## [WHAT TO PRODUCE]
Copy out, exactly as written, only the line containing "Definition of the keypoint: for every instance of the recessed" and the lines after it through the end of the records.

## [ENTRIES SHOWN]
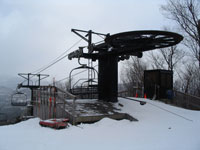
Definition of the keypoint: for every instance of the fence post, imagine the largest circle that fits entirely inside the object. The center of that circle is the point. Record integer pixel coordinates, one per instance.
(74, 107)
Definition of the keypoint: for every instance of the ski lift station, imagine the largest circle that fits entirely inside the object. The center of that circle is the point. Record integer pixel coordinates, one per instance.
(94, 97)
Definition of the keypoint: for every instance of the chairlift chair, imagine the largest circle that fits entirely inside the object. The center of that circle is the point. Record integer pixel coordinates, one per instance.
(19, 99)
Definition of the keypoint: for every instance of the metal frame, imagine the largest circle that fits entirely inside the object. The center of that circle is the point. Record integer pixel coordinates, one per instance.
(119, 47)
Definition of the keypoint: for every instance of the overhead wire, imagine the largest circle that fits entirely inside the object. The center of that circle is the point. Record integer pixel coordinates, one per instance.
(73, 75)
(56, 60)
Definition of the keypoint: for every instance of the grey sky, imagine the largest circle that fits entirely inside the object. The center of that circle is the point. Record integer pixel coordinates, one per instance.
(34, 32)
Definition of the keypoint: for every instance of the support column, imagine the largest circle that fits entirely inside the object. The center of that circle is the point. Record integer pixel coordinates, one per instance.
(108, 78)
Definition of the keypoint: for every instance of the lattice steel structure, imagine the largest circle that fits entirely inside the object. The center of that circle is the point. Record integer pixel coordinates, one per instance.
(119, 47)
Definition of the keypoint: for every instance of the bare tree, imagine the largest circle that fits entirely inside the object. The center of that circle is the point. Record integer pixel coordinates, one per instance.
(189, 80)
(186, 14)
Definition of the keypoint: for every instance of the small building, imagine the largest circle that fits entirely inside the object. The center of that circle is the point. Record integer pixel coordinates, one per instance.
(158, 84)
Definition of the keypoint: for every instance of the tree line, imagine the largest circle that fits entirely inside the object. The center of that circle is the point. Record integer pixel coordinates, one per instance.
(182, 59)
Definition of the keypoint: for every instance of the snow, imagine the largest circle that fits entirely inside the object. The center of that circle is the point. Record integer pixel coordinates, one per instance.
(160, 127)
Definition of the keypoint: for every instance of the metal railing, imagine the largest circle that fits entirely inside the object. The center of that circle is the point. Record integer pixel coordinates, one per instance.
(50, 102)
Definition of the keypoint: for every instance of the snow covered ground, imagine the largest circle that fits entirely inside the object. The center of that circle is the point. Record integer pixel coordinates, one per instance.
(160, 127)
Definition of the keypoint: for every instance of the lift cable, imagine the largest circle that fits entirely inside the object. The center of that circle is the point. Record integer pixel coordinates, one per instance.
(73, 75)
(56, 60)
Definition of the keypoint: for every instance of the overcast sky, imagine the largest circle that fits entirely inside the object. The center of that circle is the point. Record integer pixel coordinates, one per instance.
(35, 32)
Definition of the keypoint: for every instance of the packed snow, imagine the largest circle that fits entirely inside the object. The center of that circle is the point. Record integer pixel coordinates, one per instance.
(160, 127)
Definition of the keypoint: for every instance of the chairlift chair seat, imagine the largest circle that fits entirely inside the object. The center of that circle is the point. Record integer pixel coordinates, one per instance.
(19, 99)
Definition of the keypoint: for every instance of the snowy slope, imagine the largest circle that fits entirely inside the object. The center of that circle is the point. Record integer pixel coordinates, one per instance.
(160, 127)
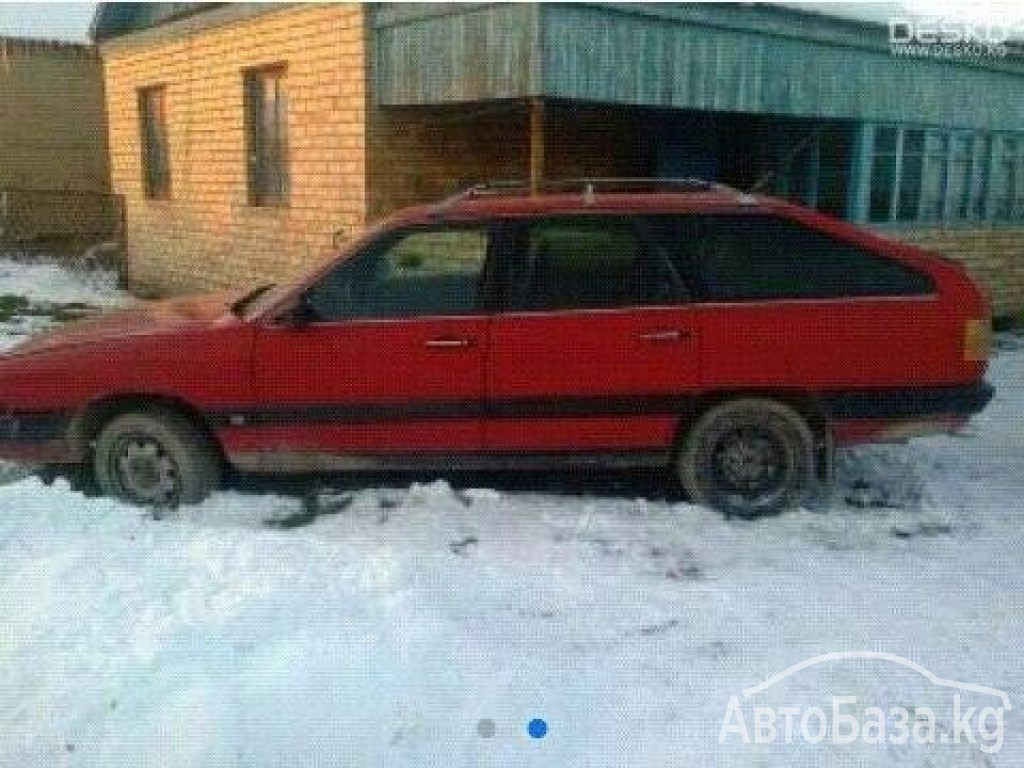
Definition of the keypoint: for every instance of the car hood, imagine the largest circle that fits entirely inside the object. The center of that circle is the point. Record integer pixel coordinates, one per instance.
(142, 318)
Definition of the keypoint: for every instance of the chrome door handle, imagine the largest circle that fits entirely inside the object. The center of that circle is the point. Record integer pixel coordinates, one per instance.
(448, 343)
(664, 335)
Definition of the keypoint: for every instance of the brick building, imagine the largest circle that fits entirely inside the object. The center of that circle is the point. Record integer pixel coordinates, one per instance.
(248, 139)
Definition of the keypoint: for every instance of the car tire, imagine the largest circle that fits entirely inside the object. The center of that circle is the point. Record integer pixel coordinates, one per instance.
(748, 457)
(156, 458)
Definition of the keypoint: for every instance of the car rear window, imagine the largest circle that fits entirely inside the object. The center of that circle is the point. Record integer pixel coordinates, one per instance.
(758, 258)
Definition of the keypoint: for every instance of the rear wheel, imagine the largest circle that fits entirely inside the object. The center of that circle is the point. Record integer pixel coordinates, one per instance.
(748, 457)
(156, 458)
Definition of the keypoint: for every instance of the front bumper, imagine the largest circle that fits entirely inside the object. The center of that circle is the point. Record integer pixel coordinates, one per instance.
(36, 436)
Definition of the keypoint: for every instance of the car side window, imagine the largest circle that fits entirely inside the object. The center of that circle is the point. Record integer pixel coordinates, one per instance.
(592, 262)
(759, 258)
(421, 272)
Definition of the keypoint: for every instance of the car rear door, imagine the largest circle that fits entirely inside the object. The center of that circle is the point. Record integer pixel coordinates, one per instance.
(390, 367)
(594, 349)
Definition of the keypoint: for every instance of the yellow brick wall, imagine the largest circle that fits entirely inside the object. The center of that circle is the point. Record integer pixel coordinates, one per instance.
(207, 235)
(993, 256)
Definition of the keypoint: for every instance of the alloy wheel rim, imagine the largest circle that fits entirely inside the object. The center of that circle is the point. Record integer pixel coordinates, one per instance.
(144, 472)
(750, 462)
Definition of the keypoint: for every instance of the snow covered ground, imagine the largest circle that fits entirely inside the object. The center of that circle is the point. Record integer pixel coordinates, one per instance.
(382, 625)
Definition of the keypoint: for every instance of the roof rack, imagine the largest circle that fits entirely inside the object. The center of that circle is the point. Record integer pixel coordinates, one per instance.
(588, 187)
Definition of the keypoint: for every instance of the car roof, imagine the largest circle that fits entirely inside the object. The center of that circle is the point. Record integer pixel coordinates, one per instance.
(480, 203)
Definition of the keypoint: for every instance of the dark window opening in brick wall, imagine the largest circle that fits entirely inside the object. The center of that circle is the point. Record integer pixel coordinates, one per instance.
(153, 126)
(266, 135)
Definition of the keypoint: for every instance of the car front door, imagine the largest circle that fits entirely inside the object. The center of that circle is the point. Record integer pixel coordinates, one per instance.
(389, 364)
(596, 348)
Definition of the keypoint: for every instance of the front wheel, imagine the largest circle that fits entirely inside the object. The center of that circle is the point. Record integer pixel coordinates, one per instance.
(156, 458)
(748, 457)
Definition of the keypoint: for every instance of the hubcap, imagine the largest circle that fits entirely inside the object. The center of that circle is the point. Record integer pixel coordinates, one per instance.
(750, 461)
(144, 471)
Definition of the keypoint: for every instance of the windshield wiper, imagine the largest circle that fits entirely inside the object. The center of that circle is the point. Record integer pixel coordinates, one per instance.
(240, 304)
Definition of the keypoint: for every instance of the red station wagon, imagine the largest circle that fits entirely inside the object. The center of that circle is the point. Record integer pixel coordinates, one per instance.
(733, 338)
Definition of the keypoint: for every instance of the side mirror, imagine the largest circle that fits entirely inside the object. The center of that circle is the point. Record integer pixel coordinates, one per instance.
(298, 315)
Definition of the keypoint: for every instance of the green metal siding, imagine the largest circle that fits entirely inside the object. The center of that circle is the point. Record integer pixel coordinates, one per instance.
(723, 57)
(604, 54)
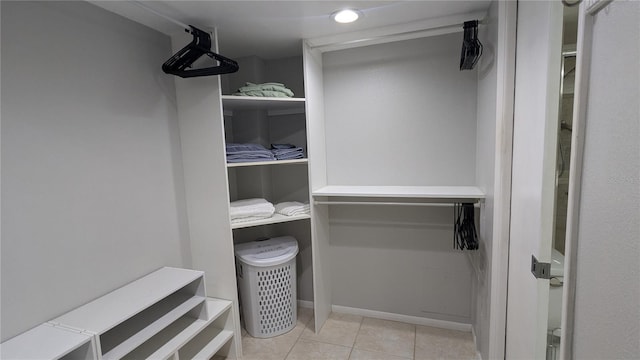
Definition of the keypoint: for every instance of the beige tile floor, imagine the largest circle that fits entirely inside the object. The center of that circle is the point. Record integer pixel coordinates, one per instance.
(351, 337)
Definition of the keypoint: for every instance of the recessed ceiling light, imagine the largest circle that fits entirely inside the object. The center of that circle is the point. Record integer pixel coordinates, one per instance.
(346, 16)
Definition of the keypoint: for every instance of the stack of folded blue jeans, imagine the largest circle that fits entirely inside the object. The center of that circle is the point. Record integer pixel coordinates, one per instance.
(248, 152)
(286, 151)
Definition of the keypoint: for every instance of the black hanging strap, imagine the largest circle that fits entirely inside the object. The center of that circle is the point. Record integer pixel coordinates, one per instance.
(471, 46)
(180, 63)
(464, 228)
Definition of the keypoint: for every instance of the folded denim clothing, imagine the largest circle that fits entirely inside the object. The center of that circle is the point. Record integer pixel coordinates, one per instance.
(247, 152)
(286, 151)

## [ANSWER]
Definition of the keypoint: for every instance of the recessed ceiling light, imagine the largest circle that fits entirely inside the object. The center of that circle is the point. Record integer pixel coordinates, one per instance.
(346, 16)
Definition of the keypoint: for every instance of the stack of folded blue jeans, imagine the largest circle that fits entirely inside the object. The center of that circle is the point. Record integer pixel coordinates, one per instance.
(248, 152)
(286, 151)
Definition of the keypoint: for every instance of the black hanging strap, imagine the largest circle that fits entirely inside the object. The center of that circle is the point. Record integer pixel coordinates, one per instance.
(471, 46)
(180, 63)
(464, 228)
Definition of the keypoint: for every instance of the folded denim clothing, imagine the largest circle that fits entirely inside the object. The center of that circle is the point. Record integer pixel coordinates, one per instance.
(247, 152)
(286, 151)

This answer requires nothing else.